= Records of labeled points =
····················

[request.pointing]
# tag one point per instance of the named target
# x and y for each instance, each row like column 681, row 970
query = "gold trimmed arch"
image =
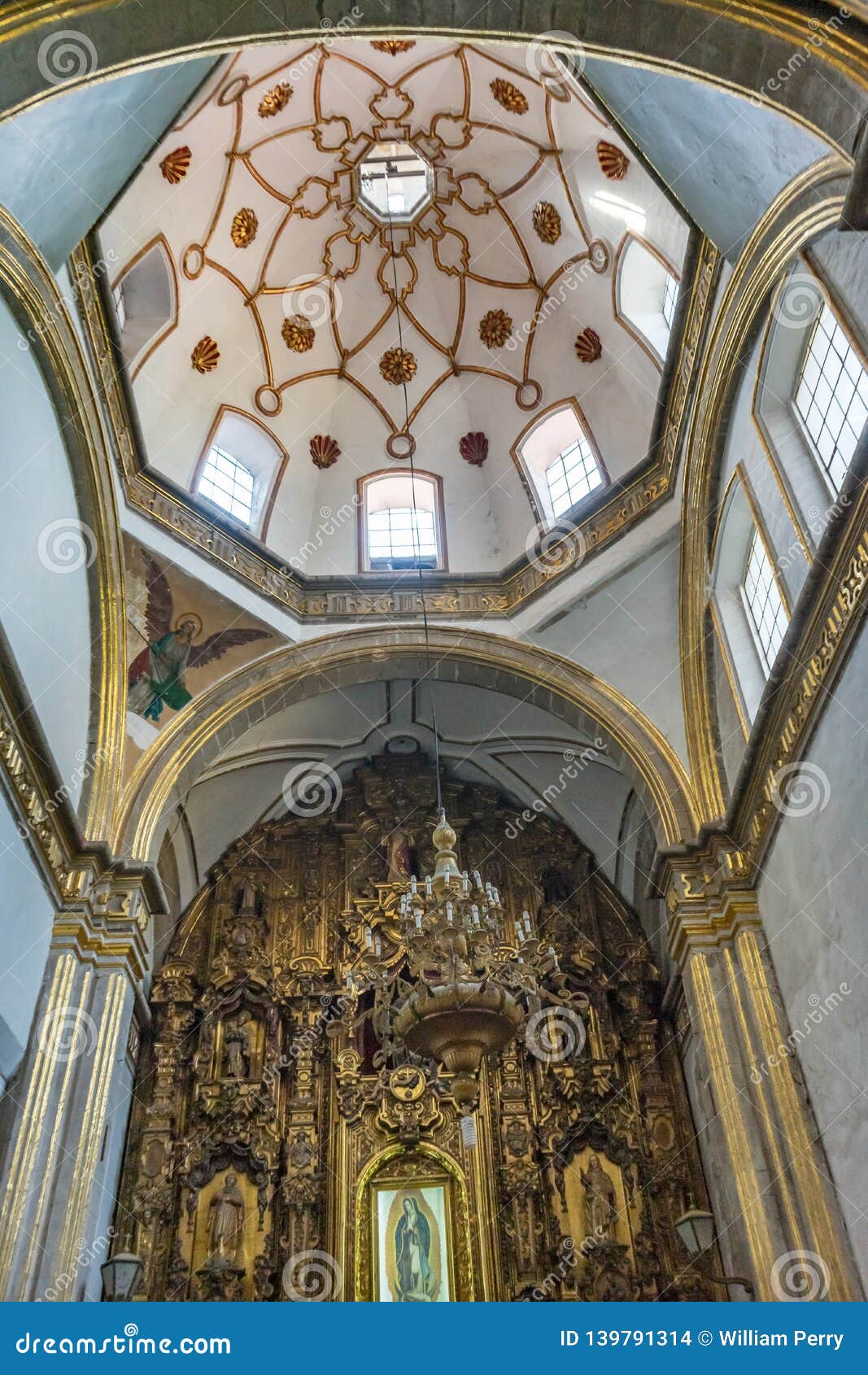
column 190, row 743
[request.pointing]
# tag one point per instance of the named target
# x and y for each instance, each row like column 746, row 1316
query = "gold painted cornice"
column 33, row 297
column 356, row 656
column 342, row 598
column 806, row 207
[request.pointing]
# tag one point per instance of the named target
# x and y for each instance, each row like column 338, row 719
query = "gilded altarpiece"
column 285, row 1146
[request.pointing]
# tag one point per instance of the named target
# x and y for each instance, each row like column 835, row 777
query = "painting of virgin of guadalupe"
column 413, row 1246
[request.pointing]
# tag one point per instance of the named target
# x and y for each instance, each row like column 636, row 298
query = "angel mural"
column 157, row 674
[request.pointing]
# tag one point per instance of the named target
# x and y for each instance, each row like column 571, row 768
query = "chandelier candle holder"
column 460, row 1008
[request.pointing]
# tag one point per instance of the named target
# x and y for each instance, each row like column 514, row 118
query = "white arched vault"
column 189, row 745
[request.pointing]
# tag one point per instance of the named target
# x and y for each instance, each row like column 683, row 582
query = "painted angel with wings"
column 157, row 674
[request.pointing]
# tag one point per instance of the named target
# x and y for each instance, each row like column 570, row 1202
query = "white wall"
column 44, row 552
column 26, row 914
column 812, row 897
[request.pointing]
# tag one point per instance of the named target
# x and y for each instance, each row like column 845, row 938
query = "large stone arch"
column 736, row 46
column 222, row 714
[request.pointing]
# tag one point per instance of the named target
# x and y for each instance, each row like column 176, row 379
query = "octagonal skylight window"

····················

= THE EXERCISE =
Copy every item above word for word, but leave out the pictures.

= ANSWER TO THE PROBLEM =
[request.pointing]
# tag one point per instance of the named target
# x and y for each instance, each row like column 681, row 970
query = "gold trimmed arch"
image =
column 190, row 743
[request.pointing]
# tag one point per instance of the named target
# x and y for each instance, each row like column 746, row 1316
query = "gold painted cornice"
column 33, row 297
column 356, row 656
column 342, row 598
column 806, row 207
[request.pointing]
# tag one point per instance of the named target
# x and y for each instance, each row like column 338, row 719
query = "gilded altarpiece"
column 285, row 1146
[request.pointing]
# tag one point per instance of the named target
# x and y for each instance, each row like column 835, row 777
query = "painting of virgin of guadalupe"
column 413, row 1246
[request.pointing]
# tag one point per instance of the named target
# x and y for each instance, each row like column 636, row 298
query = "angel mural"
column 157, row 674
[request.pointing]
# tag one point per instance of the named target
# x and y for each instance, each row like column 571, row 768
query = "chandelier candle holder"
column 460, row 1008
[request.pointing]
# tag one point per instance of the named target
# x and y for each instance, each row like column 514, row 118
query = "white arched vault"
column 189, row 745
[request.pointing]
# tag one point per instance of the named target
# x and y for each instance, each row like column 683, row 582
query = "painted angel with wings"
column 157, row 674
[request.pointing]
# tag one point per instance of the named target
# x and y for each instance, each row like column 570, row 1202
query = "white wall"
column 44, row 552
column 26, row 914
column 812, row 897
[request.pointing]
# tag one point per instance of the named target
# x and y for each instance, each row like column 845, row 938
query = "large stone arch"
column 736, row 46
column 222, row 714
[request.pointing]
# tag one point per instance of the named target
# x and y for each instance, each row like column 176, row 379
query = "octagonal skylight window"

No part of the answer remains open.